■ **Tasks and exercises**
[a] In the typing-rules passage, what does the elimination rule for linear functions do with the context?
[b] Proceed with the typing-rules passage, picking up after its final sentence.

■ **Excerpted passage**
Variable references $x$ are just looked up in the environment by the rule $\Var$. Note that the context contains only a single binding for the variable $x$. This is demanded by linearity, since if there were other variables in the context, the expression $x$ could not use them!
Type abstractions are introduced with the $\AllI$ rule, and simply typecheck the body of $\Fun{\alpha}{e}$ in a context extended by $\alpha$. A type application checked by $\AllE$ simply substitutes a type for a quantified variable. The linear functions have the usual introduction rule in $\LolliI$, and the application rule $\LolliE$ checks that the function has type $A \lolli B$ and the argument has type $A$. Note that the elimination rule splits the context into two parts, with one set of variables being used by the function and the other by the argument --- this enforces the linear use of variables.

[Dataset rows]
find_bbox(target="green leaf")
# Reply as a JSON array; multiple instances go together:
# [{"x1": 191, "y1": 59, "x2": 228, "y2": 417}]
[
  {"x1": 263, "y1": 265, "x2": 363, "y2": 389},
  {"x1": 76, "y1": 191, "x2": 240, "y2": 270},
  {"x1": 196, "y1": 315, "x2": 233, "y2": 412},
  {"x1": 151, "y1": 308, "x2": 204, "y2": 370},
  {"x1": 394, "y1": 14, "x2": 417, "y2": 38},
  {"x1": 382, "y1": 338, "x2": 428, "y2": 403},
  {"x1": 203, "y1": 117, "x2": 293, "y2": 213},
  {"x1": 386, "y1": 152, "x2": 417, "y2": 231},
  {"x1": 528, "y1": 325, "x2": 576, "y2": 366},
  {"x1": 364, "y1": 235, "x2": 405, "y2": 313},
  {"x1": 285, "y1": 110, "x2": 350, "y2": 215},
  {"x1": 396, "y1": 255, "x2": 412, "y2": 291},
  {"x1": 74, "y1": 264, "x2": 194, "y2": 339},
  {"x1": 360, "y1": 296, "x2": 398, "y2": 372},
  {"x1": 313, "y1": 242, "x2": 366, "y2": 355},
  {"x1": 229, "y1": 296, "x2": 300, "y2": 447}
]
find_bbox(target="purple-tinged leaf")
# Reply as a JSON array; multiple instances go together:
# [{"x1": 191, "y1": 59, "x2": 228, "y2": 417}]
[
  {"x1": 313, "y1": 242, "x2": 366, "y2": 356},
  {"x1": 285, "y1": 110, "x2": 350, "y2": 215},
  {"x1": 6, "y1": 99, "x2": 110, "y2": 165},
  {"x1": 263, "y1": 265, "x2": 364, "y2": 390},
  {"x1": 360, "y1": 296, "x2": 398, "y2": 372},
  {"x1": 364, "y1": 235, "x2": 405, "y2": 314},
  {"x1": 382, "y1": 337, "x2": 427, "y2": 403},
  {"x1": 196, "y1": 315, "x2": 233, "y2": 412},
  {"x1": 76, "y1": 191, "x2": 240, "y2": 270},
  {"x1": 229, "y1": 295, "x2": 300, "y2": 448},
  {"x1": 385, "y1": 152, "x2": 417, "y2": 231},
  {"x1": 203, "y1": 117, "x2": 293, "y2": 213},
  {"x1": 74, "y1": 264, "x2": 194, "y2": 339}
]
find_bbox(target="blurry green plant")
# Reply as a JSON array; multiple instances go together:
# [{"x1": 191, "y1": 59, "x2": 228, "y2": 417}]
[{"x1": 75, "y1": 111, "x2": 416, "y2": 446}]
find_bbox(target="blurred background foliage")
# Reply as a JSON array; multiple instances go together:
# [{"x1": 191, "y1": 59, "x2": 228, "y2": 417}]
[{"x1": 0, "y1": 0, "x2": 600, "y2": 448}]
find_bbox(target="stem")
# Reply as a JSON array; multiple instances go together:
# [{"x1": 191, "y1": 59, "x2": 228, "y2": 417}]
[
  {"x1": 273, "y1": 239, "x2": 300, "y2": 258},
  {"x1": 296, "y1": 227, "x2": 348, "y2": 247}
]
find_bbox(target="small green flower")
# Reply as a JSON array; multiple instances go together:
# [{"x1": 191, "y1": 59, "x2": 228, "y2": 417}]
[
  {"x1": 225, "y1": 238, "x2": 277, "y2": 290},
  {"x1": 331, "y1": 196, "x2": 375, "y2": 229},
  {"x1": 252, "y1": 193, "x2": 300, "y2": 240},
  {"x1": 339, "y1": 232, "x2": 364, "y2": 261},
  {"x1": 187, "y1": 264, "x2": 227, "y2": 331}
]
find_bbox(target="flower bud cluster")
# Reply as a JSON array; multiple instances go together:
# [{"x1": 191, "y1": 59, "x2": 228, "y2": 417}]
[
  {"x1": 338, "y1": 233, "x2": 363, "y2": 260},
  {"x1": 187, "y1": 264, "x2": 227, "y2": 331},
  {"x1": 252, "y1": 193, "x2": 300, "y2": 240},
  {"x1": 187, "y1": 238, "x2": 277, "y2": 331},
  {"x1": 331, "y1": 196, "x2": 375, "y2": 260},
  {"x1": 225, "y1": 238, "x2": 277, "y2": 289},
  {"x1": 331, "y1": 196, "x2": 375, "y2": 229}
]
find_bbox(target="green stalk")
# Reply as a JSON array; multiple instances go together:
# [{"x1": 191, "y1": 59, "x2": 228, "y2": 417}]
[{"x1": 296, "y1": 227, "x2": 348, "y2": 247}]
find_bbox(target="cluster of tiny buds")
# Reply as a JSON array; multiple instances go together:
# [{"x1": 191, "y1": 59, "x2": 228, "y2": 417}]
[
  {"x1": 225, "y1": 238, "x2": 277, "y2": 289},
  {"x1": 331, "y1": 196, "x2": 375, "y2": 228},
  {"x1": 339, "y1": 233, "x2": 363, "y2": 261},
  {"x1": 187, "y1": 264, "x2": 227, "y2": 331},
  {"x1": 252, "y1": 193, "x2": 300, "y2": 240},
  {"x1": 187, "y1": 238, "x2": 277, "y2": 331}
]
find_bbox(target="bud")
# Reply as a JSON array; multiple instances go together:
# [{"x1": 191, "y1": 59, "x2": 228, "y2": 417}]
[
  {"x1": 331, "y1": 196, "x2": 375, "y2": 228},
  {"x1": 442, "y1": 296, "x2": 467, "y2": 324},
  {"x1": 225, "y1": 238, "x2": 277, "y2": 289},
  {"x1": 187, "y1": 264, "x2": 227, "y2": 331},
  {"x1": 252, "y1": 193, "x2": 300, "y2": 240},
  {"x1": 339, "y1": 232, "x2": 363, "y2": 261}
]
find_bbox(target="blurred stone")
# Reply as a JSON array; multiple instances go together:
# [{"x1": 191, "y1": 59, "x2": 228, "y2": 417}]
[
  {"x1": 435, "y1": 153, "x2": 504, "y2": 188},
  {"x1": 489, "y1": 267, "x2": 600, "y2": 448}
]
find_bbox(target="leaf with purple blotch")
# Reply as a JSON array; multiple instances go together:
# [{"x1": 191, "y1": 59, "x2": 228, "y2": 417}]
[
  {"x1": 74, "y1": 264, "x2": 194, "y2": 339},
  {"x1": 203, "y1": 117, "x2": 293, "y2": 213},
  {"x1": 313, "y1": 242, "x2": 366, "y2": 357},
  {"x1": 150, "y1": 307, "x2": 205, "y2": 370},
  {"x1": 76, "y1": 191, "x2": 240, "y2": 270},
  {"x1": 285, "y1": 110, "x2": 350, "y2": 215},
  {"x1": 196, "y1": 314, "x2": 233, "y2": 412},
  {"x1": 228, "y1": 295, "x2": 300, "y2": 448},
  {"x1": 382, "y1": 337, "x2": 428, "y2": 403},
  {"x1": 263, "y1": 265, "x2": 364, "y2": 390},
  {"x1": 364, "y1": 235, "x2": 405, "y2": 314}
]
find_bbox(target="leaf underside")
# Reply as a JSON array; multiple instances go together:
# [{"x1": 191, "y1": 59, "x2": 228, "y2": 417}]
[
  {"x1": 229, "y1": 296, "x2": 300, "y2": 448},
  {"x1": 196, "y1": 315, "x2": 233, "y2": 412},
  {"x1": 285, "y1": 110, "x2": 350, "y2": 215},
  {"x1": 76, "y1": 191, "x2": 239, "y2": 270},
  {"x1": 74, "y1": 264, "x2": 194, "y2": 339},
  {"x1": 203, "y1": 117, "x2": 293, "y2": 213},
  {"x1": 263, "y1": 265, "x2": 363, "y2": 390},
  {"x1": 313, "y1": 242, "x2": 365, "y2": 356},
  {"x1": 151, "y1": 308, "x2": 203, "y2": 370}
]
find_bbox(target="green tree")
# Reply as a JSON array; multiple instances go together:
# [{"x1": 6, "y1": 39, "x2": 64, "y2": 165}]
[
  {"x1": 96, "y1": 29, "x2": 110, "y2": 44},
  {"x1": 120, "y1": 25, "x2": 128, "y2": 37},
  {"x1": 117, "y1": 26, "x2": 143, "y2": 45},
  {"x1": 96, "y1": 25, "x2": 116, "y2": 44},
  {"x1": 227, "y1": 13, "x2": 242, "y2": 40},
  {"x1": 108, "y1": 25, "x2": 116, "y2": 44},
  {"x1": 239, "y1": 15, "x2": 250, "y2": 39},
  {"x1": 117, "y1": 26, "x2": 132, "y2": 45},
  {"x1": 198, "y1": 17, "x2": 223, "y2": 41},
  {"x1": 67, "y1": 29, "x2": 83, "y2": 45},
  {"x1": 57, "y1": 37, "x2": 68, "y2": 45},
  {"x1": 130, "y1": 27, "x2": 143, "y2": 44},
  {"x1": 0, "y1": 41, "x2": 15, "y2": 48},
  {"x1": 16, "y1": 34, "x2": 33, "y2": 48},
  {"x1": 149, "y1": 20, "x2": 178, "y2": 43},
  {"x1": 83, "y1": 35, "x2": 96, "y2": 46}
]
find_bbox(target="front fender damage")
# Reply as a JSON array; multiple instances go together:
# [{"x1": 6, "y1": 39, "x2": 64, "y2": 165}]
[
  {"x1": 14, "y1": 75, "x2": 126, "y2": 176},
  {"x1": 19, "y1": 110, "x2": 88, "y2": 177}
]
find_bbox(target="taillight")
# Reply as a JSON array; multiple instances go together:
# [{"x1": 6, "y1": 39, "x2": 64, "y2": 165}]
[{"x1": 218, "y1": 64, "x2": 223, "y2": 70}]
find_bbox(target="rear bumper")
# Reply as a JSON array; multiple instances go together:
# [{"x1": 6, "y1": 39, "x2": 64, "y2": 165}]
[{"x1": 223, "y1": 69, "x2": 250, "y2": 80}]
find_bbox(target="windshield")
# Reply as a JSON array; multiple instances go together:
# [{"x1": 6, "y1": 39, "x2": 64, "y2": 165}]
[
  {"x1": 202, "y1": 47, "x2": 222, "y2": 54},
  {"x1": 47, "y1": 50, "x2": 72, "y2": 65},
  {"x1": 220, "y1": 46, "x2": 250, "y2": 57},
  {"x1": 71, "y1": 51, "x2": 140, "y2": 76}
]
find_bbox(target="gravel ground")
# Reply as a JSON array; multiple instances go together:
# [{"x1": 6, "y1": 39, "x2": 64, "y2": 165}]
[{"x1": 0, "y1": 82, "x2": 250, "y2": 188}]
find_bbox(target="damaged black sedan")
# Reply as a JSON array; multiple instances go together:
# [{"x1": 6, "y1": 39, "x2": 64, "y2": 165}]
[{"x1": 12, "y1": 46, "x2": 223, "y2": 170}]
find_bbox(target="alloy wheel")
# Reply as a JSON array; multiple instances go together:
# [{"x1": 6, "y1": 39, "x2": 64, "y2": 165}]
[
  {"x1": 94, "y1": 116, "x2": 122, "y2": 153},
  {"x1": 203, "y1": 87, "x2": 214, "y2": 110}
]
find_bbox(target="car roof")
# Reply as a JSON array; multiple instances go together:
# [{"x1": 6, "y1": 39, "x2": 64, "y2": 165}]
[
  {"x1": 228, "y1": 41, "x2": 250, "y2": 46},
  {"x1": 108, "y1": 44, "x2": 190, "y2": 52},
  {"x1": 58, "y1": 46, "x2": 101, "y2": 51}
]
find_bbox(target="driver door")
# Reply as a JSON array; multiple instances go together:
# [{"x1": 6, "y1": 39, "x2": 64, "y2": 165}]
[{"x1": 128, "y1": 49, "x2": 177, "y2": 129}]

■ **Results of the exercise**
[a] It splits the context into two parts: one set of variables is used by the function and the other by the argument.

[b]
We introduce units with the $\UnitI$ rule --- it requires no resources to create a unit, since it has no free variables in it. However, eliminating a unit in $\UnitE$ does divide the unit, since we may produce a unit-typed value from a term like $f x : 1$, where $f : P \lolli 1$ and $x : P$. Tensor products are introduced with the $\TensorI$ rule, which splits the variables in the context between the two sides of the pair $\pair{e}{e'}$. Likewise, the elimination form $\TensorE$ uses the variables in $\Gamma$ to produce a term of type $A \tensor B$, and then binds the variables $x:A$ and $y:B$ to typecheck the continuation expression $e'$.
We can contrast tensor products $A \tensor B$ with the Cartesian product $A \with B$. The introduction rule $\WithI$ reuses the same context $\Gamma$ when typechecking the two branches of $\paira{e}{e'}$. As a result, there are two projective eliminations $\WithEFst$ and $\WithESnd$, each of which consumes a pair $A \with B$ to produce either an $A$, or a $B$. Intuitively, a Cartesian pair is lazy, and the projections $\fst{e}$ and $\snd{e}$ let the programmer choose which of the two possibilities they want. In contrast, the tensor product $A \tensor B$ is strict, and so you get access to both components (at the price of not allowing the two sides to share variables).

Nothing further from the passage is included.